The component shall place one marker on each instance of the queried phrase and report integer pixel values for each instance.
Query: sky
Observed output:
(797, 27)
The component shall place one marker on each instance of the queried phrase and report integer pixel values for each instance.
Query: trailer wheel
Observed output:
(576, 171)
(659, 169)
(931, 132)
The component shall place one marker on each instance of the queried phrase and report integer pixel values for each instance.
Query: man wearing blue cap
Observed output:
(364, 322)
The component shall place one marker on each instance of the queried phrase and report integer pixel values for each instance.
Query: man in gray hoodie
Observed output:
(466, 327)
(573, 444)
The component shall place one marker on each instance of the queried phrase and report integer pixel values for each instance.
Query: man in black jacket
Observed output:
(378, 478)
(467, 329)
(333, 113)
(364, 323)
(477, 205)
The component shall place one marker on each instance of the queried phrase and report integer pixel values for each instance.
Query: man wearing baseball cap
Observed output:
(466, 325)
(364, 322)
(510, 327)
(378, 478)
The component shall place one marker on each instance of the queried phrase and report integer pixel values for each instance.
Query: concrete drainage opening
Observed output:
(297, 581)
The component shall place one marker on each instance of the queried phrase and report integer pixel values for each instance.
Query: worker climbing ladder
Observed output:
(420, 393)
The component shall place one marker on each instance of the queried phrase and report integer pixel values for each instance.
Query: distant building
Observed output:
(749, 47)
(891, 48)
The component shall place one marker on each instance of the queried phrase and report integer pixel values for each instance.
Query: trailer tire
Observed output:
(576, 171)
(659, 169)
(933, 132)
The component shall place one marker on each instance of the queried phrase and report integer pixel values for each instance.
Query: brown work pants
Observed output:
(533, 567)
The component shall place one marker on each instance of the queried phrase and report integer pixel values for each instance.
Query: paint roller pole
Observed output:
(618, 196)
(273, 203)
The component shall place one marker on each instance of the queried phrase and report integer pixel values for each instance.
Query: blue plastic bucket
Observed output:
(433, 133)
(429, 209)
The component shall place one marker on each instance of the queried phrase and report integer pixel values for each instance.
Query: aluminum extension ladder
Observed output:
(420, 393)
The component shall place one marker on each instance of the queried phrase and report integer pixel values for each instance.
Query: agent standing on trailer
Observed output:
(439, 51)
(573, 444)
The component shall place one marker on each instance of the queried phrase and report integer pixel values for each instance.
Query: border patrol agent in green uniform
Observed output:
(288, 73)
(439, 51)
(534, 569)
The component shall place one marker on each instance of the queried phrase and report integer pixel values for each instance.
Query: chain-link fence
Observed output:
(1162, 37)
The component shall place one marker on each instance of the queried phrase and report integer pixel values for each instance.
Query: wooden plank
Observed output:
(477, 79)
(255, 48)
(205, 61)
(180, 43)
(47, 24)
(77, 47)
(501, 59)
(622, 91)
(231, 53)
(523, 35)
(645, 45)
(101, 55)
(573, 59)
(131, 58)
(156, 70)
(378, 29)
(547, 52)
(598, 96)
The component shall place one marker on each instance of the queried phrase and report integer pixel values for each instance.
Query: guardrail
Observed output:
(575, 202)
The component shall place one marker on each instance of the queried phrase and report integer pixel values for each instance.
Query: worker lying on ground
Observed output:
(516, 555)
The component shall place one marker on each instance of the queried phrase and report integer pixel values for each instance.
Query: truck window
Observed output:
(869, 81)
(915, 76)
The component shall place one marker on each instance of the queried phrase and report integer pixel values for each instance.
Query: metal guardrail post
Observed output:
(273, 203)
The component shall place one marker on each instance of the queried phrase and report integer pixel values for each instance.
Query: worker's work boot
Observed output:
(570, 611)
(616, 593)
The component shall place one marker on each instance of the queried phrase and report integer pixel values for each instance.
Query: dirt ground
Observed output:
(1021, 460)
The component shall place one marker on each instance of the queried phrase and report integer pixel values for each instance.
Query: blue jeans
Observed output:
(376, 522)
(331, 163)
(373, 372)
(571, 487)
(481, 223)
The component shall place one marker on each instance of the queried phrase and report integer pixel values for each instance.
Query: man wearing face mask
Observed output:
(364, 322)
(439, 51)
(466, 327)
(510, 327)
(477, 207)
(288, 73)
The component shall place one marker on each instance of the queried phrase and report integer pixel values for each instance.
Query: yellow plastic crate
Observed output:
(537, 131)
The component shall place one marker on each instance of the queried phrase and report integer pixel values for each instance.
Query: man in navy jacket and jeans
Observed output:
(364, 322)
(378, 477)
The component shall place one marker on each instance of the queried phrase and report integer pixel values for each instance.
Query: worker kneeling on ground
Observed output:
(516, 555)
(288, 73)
= = = = = = =
Exercise brief
Extract every line of the records that contains the word "ground", treating uppercase and lowercase letters as different.

Full output
Query: worker lying on ground
Query: dirt ground
Query: worker kneeling on ground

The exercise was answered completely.